* BEGIN Data records *
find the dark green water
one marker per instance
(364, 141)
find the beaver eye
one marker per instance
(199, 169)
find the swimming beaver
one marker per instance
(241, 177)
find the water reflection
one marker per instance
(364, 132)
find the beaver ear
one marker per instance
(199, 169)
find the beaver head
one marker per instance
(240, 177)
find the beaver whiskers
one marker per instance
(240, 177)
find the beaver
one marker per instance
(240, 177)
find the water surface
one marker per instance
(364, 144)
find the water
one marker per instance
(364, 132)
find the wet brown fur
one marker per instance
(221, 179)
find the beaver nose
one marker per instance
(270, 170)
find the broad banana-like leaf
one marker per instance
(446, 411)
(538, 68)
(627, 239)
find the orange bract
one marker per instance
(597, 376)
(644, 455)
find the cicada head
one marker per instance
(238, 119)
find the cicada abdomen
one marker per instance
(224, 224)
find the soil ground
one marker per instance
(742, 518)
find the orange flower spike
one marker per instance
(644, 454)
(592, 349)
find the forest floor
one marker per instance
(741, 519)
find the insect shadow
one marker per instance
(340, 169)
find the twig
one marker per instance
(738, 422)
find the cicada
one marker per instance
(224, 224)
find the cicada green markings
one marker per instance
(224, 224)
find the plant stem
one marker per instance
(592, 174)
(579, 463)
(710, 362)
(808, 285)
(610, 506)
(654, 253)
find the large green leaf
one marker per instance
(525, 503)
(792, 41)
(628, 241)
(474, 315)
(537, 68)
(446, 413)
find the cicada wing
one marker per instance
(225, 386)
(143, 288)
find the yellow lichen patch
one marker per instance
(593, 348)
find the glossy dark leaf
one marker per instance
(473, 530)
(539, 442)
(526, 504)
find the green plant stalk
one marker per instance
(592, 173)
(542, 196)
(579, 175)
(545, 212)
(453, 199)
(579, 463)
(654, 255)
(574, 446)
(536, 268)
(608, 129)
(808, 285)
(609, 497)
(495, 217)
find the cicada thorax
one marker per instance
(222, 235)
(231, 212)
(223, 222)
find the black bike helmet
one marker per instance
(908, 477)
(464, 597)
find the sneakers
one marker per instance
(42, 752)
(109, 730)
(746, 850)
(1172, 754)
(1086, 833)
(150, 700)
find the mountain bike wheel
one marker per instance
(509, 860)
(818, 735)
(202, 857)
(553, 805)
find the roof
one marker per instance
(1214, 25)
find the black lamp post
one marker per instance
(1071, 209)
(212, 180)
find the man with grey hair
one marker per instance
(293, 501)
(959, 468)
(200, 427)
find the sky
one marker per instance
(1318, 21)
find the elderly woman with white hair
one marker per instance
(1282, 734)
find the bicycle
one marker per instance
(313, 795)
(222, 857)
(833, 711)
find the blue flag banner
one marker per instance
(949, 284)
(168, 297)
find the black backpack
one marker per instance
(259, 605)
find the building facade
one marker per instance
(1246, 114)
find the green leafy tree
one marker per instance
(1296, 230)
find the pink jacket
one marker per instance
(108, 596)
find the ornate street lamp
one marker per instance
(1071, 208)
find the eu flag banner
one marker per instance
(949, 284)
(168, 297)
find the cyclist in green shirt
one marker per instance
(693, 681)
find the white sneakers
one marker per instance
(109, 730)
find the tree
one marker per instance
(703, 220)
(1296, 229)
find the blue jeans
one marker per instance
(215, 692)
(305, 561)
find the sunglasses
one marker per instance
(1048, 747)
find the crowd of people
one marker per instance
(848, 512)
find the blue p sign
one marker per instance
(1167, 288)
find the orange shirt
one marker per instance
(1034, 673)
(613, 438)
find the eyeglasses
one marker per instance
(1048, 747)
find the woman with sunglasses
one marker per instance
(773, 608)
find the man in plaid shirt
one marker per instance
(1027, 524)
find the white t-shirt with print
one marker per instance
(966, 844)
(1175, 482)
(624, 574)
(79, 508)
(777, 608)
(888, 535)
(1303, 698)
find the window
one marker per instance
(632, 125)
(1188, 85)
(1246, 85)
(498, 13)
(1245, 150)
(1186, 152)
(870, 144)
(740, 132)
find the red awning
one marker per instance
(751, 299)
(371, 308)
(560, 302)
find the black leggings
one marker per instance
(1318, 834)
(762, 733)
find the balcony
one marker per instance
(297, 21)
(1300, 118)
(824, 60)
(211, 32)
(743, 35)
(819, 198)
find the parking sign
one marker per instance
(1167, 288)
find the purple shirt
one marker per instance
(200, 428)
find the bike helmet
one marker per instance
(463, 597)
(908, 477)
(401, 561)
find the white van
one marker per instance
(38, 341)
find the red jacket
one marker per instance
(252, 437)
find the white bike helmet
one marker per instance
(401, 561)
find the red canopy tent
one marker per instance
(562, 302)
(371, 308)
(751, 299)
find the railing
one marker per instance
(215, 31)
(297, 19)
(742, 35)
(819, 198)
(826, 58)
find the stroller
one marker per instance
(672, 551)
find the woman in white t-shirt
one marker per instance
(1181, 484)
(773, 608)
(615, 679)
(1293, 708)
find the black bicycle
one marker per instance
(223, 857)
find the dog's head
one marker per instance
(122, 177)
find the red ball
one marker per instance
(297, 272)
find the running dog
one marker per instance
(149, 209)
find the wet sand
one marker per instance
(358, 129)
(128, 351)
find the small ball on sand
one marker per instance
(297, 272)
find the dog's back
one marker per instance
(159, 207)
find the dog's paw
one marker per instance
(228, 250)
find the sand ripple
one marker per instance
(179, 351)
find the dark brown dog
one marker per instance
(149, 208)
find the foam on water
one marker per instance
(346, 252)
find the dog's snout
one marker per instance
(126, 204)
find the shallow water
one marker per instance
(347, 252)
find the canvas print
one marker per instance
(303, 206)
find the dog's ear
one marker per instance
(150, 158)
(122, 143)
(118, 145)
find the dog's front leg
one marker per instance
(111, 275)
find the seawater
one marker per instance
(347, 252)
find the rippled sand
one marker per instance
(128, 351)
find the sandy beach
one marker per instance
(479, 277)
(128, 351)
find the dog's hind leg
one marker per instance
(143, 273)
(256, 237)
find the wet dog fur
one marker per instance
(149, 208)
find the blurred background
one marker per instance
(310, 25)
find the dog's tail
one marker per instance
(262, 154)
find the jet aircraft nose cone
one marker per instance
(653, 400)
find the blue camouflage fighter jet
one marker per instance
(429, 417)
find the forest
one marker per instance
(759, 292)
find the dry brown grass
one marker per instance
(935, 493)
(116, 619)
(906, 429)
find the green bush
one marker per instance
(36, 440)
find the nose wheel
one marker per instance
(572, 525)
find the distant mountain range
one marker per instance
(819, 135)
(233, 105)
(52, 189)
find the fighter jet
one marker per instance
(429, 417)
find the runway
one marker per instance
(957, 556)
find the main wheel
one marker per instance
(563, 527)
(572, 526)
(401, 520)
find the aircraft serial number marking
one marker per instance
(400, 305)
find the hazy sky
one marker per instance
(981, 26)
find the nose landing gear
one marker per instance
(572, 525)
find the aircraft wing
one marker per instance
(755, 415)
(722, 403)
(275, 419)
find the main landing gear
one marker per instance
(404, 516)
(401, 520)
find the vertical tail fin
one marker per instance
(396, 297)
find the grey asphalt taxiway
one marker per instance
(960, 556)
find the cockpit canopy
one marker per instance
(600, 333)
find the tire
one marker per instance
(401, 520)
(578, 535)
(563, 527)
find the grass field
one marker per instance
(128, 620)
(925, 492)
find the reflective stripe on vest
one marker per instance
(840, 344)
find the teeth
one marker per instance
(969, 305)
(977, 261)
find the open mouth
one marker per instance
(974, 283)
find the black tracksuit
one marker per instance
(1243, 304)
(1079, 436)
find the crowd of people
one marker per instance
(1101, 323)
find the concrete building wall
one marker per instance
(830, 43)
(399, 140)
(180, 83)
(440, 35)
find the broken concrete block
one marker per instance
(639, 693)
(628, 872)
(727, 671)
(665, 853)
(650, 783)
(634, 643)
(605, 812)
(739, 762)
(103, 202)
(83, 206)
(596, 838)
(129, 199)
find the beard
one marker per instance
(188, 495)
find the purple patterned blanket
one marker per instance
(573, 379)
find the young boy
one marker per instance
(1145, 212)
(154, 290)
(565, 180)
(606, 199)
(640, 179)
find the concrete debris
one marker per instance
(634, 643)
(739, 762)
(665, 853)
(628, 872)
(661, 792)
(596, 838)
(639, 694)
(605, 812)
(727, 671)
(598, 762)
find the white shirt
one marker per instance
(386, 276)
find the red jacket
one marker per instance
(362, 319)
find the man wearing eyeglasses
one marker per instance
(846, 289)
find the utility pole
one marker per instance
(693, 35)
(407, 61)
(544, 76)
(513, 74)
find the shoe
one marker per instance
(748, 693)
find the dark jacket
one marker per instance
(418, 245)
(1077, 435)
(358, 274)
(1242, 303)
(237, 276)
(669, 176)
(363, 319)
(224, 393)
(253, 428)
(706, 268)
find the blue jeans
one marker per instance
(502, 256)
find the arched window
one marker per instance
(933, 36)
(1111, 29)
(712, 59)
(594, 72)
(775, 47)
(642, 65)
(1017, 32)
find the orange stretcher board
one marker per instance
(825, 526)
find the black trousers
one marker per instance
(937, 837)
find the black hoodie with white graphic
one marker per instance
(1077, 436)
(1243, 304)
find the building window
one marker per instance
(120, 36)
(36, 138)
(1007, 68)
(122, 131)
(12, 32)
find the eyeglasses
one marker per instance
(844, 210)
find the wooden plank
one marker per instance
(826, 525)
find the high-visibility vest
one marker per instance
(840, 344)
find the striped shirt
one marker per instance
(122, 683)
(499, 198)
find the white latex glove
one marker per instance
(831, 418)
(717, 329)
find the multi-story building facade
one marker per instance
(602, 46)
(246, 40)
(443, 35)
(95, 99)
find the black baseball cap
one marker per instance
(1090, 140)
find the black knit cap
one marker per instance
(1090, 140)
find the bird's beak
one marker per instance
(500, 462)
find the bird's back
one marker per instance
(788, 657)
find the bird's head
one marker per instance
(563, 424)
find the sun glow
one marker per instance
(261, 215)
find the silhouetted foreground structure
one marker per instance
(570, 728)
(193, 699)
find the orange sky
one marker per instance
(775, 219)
* END Data records *
• Goal
Can you give the records above as a numbered list with blank lines omitted, starting at the line containing "find the aircraft serial number marking" and ending at the line containing "(1101, 323)"?

• Final answer
1. find the aircraft serial number marking
2. one marker per instance
3. (400, 305)
4. find the hazy sky
5. one marker per instance
6. (981, 26)
7. find the nose landing gear
8. one marker per instance
9. (572, 525)
10. find the aircraft wing
11. one marker per instance
12. (755, 415)
13. (722, 403)
14. (275, 419)
15. find the main landing gear
16. one marker per instance
17. (404, 516)
18. (401, 520)
19. find the vertical tail fin
20. one marker per instance
21. (396, 297)
22. find the grey asphalt taxiway
23. one marker per instance
24. (960, 556)
25. find the cockpit canopy
26. one marker per instance
27. (600, 333)
28. find the tire
29. one marker per instance
30. (401, 520)
31. (578, 535)
32. (563, 527)
33. find the grass field
34. one marker per instance
35. (128, 620)
36. (925, 492)
37. find the reflective stripe on vest
38. one marker per instance
39. (840, 344)
40. find the teeth
41. one marker per instance
42. (969, 305)
43. (977, 261)
44. find the open mouth
45. one marker per instance
46. (974, 283)
47. find the black tracksuit
48. one marker per instance
49. (1243, 304)
50. (1079, 436)
51. find the crowd of people
52. one marker per instance
53. (1101, 323)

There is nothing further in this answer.